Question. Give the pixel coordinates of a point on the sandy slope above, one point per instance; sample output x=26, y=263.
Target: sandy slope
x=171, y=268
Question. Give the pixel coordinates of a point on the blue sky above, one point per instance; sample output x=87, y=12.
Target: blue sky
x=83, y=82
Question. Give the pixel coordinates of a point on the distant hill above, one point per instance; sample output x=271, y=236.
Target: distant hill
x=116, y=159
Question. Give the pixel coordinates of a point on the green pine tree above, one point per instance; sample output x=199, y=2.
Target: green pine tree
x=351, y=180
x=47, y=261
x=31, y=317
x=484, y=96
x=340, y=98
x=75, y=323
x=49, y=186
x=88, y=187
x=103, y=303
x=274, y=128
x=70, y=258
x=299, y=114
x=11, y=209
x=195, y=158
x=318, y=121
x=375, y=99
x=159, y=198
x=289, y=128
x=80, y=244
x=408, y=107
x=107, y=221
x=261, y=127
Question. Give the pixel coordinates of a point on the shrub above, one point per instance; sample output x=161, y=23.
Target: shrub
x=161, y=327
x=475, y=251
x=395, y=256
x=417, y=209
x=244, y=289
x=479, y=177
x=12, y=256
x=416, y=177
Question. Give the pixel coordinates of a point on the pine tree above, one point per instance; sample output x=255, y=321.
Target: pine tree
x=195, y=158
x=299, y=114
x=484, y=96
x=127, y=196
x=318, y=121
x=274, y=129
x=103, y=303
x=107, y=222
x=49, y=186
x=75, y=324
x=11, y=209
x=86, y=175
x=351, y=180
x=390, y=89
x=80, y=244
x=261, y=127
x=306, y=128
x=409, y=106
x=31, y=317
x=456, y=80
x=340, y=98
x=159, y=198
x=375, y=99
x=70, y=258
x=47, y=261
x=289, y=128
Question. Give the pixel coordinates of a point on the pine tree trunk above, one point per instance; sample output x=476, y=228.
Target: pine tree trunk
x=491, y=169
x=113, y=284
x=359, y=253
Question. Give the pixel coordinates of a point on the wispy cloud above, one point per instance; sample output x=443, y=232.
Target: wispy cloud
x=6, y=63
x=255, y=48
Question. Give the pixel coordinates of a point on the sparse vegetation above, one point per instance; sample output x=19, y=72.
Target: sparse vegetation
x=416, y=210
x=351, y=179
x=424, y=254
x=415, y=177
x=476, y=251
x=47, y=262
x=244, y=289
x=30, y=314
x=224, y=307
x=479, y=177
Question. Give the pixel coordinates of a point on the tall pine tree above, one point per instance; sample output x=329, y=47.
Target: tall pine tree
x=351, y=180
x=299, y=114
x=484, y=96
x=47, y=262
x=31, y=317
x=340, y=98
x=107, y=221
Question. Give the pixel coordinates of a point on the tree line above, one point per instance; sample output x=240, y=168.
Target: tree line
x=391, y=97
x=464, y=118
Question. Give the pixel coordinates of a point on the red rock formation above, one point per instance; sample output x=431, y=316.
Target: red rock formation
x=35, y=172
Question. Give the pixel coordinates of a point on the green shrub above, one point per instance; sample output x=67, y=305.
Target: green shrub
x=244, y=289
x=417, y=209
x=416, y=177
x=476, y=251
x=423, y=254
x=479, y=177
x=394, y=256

...

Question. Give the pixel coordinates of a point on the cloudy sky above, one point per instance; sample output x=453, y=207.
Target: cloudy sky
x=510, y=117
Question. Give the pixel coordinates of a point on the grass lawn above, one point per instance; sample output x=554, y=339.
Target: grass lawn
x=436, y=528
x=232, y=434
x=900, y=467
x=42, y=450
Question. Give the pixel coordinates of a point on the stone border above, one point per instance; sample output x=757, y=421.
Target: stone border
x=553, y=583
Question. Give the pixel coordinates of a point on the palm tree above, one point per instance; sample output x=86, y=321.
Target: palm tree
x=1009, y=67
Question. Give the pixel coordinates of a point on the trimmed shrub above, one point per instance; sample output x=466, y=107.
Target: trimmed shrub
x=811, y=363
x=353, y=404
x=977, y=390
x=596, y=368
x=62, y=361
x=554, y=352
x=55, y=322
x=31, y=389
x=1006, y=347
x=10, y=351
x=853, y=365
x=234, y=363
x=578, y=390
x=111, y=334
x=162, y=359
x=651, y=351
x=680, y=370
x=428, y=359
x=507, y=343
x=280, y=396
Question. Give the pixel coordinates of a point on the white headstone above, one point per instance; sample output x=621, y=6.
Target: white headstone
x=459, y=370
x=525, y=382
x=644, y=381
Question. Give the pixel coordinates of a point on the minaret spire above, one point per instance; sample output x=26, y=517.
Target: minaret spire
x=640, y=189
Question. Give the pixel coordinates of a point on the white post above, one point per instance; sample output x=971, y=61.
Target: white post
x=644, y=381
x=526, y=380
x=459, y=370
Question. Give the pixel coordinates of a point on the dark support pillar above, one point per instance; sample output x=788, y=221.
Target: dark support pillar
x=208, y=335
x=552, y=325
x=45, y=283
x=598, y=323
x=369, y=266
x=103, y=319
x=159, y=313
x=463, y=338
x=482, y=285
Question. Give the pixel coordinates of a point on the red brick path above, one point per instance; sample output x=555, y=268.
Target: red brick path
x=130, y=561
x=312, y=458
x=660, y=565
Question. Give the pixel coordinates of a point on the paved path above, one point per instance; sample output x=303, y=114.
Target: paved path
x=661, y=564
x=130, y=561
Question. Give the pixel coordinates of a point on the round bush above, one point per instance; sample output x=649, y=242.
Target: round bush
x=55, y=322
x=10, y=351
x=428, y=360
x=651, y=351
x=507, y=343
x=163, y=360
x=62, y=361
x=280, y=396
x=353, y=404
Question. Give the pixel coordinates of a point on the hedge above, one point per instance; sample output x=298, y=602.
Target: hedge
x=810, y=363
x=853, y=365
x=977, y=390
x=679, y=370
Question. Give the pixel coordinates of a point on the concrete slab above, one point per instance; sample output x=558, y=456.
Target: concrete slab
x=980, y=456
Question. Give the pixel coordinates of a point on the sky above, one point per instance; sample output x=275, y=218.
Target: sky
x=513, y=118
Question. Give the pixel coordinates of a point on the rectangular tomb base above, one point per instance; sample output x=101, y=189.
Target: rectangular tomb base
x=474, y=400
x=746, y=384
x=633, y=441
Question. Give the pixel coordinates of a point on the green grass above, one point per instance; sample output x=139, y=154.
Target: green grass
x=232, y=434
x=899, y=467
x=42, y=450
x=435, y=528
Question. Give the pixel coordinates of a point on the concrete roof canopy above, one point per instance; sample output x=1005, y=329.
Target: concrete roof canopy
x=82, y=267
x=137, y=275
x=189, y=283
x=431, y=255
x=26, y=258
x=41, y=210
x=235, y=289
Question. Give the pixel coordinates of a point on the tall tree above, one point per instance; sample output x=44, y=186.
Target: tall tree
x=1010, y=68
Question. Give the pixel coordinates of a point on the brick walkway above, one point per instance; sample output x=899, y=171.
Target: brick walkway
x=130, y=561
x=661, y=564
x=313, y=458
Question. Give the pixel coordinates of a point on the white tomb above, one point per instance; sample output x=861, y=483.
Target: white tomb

AIM OF THE TASK → Lay out the records as a Markdown table with the columns Row and Line, giving each line its own numbered row and leaving out blank lines. Cover only the lines starting at the line that contains "output x=558, y=456." and ending at the line that contains "Target: white tomb".

ANSWER TO THIS EXERCISE →
| Row | Line |
|---|---|
| 1 | Question. Give the pixel coordinates of a point on the concrete slab above, one point per instance; sample output x=558, y=456. |
| 2 | Target: concrete slab |
| 3 | x=980, y=456 |
| 4 | Question. Give the pixel coordinates of a point on the sky above, one point per instance; sample output x=275, y=218. |
| 5 | Target: sky |
| 6 | x=513, y=118 |
| 7 | Question. Give the pixel coordinates of a point on the rectangular tomb base above, one point per instance; sample output x=101, y=189. |
| 8 | Target: rectangular tomb base |
| 9 | x=474, y=400 |
| 10 | x=746, y=384 |
| 11 | x=633, y=441 |
| 12 | Question. Give the pixel coordinates of a point on the green grass above, one point per instance; sample output x=139, y=154. |
| 13 | Target: green grass |
| 14 | x=232, y=434 |
| 15 | x=899, y=467 |
| 16 | x=42, y=450 |
| 17 | x=435, y=528 |
| 18 | Question. Give the pixel coordinates of a point on the concrete roof canopy above, one point per instance; sample output x=1005, y=329. |
| 19 | Target: concrete roof canopy |
| 20 | x=82, y=267 |
| 21 | x=137, y=275 |
| 22 | x=189, y=283 |
| 23 | x=431, y=255 |
| 24 | x=26, y=258 |
| 25 | x=41, y=210 |
| 26 | x=235, y=289 |
| 27 | Question. Give the pixel coordinates of a point on the tall tree above, one point per instance; sample output x=44, y=186. |
| 28 | Target: tall tree |
| 29 | x=1010, y=68 |
| 30 | Question. Give the pixel coordinates of a point on the brick walkway above, one point per instance; sample output x=899, y=171. |
| 31 | Target: brick walkway |
| 32 | x=130, y=561 |
| 33 | x=661, y=564 |
| 34 | x=313, y=458 |
| 35 | Question. Give the pixel coordinates of a point on the white tomb above, one point per instance; sample output x=861, y=483. |
| 36 | Target: white tomb |